▶ [Supplied material]

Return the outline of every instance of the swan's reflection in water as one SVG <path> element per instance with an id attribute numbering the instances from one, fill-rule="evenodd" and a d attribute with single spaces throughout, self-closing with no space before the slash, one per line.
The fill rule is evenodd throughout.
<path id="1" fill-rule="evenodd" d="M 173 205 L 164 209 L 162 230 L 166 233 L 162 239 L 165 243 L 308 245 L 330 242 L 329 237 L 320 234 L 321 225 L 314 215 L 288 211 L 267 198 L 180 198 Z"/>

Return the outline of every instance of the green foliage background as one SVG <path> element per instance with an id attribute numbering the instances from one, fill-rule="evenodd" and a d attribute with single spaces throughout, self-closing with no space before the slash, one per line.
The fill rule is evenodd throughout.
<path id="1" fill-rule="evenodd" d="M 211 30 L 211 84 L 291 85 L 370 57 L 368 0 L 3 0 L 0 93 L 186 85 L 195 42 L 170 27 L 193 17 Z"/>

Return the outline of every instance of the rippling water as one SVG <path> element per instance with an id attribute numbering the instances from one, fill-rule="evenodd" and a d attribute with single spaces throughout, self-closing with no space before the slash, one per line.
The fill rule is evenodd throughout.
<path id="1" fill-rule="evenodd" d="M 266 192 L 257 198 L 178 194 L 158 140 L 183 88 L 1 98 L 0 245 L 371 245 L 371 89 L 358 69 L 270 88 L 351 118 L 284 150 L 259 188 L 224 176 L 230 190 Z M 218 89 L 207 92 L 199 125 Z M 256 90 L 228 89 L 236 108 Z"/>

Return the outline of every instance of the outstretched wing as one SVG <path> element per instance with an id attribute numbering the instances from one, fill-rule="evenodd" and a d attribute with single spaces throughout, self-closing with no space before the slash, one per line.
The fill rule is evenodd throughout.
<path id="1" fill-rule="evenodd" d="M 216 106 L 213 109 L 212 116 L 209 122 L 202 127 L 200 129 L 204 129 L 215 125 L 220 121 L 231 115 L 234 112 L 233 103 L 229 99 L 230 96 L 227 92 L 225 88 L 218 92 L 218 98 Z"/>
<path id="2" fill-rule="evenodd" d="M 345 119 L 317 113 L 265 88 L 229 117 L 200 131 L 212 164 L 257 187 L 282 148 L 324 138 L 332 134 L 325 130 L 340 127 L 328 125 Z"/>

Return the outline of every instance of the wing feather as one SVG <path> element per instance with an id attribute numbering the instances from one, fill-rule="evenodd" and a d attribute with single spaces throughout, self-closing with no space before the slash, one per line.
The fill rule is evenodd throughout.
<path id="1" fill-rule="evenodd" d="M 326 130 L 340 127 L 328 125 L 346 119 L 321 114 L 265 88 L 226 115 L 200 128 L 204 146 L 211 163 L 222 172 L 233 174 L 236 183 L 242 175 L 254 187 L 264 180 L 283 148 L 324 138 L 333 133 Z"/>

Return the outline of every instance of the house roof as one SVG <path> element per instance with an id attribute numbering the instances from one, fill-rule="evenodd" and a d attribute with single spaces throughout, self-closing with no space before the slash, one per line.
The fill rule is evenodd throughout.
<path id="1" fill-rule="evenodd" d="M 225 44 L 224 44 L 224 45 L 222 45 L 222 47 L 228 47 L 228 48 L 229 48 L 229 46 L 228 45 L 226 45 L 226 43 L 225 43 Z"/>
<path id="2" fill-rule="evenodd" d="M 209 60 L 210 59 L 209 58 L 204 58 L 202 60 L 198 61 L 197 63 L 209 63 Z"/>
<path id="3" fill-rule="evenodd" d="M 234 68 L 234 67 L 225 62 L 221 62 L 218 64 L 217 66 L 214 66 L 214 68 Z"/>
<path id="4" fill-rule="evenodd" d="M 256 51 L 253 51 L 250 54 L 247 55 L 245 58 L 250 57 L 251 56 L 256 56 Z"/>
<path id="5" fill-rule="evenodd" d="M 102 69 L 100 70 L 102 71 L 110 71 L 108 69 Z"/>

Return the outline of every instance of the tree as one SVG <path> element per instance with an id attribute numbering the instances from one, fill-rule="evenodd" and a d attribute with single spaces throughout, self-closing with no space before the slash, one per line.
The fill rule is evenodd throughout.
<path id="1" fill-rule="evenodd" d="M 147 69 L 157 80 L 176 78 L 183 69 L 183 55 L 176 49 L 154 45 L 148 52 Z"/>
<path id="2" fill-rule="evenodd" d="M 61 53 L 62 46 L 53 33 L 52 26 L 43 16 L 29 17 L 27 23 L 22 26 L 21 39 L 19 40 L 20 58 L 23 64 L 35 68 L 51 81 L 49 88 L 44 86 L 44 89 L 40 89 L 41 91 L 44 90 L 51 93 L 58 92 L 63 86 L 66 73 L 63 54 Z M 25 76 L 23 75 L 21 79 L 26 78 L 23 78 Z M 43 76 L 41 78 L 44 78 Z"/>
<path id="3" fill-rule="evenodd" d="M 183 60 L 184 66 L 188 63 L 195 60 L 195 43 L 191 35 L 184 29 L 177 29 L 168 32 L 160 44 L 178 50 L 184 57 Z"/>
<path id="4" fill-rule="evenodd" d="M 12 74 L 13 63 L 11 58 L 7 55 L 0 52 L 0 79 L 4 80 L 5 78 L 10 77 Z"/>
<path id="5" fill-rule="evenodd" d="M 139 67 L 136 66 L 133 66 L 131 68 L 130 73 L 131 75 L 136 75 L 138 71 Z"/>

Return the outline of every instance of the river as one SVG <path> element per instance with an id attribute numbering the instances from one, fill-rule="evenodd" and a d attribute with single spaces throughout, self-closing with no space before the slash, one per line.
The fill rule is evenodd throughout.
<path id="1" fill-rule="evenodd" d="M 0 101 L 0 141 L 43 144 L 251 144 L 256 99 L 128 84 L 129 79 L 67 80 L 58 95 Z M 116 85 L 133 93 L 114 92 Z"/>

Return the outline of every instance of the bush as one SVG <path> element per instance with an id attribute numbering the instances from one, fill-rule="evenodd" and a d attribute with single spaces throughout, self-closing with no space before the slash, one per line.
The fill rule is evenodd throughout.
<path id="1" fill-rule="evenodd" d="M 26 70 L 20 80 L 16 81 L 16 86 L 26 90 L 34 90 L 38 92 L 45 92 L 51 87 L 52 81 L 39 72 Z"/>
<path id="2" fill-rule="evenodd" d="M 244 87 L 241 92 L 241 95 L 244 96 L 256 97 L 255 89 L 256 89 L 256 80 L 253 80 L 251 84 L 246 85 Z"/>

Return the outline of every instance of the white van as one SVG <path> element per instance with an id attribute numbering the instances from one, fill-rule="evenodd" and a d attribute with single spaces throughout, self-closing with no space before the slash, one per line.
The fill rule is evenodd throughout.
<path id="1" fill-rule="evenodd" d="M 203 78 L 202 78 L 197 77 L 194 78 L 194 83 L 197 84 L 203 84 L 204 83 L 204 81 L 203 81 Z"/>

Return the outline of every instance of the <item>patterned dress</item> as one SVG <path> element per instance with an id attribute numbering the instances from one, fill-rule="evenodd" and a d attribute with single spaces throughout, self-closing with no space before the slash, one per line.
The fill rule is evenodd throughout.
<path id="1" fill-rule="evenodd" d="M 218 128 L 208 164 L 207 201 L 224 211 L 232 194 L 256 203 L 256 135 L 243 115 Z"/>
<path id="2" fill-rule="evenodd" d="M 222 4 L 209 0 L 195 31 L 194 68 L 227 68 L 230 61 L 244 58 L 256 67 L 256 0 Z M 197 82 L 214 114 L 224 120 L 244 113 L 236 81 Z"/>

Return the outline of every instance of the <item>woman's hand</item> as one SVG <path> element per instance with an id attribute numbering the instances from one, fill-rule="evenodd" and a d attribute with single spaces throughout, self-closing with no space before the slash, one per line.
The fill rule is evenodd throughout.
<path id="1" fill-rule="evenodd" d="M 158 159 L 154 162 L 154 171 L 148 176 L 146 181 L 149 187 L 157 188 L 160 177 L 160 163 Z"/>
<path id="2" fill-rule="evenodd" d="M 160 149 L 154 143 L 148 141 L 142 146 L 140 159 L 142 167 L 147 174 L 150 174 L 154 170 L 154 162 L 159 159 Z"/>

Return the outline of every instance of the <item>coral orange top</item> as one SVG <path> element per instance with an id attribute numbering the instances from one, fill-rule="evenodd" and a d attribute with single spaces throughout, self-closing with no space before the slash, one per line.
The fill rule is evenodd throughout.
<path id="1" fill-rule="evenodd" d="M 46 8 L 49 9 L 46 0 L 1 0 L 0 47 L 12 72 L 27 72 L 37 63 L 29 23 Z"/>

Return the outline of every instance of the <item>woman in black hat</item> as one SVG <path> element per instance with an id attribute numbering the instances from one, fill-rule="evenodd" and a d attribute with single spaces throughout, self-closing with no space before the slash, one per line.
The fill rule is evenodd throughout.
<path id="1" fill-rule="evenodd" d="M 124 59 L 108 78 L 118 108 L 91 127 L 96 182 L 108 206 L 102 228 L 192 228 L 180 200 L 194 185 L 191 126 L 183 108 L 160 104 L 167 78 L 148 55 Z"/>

▶ [Exercise aim] Express the stretch from the line containing "Return the outline of every instance of the <item>woman in" through the end of the rows as a JSON list of strings, one string per line, omitting blank lines.

▶ [Result]
[
  "Return the outline of every instance of the <item>woman in black hat</item> as one SVG <path> element per instance with an id attribute numbering the instances from one, fill-rule=\"evenodd\" and a d attribute with single spaces throughout, self-closing with no space before the slash, one per line.",
  "The fill rule is evenodd throughout.",
  "<path id=\"1\" fill-rule=\"evenodd\" d=\"M 124 59 L 108 78 L 118 108 L 91 127 L 96 182 L 108 206 L 102 228 L 192 228 L 180 200 L 194 185 L 191 126 L 183 108 L 160 104 L 167 78 L 148 55 Z\"/>"
]